* START Extract to read *

Classes to store the Montecarlo samples and single points.

Author:

Jesus Torrado and Antony Lewis

class collection.SampleCollection(model, output=None, cache_size=200, name=None, extension=None, file_name=None, resuming=False, load=False, temperature=None, onload_skip=0, onload_thin=1, sample_type=None, is_batch=False)

Holds a collection of samples, stored internally into a pandas.DataFrame.

The DataFrame itself is accessible as the SampleCollection.data property, but slicing can be done on the SampleCollection itself (returns a copy, not a view).

When temperature is different from 1, weights and log-posterior (but not priors or likelihoods’ chi squared’s) are those of the tempered sample, obtained assuming a posterior raised to the power of 1/temperature. Functions returning statistics, e.g. cov(), will return the statistics of the original (untempered) posterior, unless indicated otherwise with a keyword argument.

* END Extract to read *
* START Source material *

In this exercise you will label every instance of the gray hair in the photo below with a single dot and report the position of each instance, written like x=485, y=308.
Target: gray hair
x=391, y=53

* END Source material *

_Required work_.
**A)** Summarize the SampleCollection documentation in two sentences.
**B)** Quote the passage of the SampleCollection documentation that opens with the words containing "Jesus Torrado and" and closes with "not a view).".

_Solutions to each task_.
**A)** SampleCollection holds Monte Carlo samples in a pandas DataFrame, which can be reached through its data property, and slicing the collection itself returns a copy rather than a view. When the temperature differs from 1, the weights and log-posterior are those of the tempered sample, but functions returning statistics, such as cov(), give the statistics of the original untempered posterior unless a keyword argument indicates otherwise.

**B)**
Jesus Torrado and Antony Lewis

class collection.SampleCollection(model, output=None, cache_size=200, name=None, extension=None, file_name=None, resuming=False, load=False, temperature=None, onload_skip=0, onload_thin=1, sample_type=None, is_batch=False)

Holds a collection of samples, stored internally into a pandas.DataFrame.

The DataFrame itself is accessible as the SampleCollection.data property, but slicing can be done on the SampleCollection itself (returns a copy, not a view).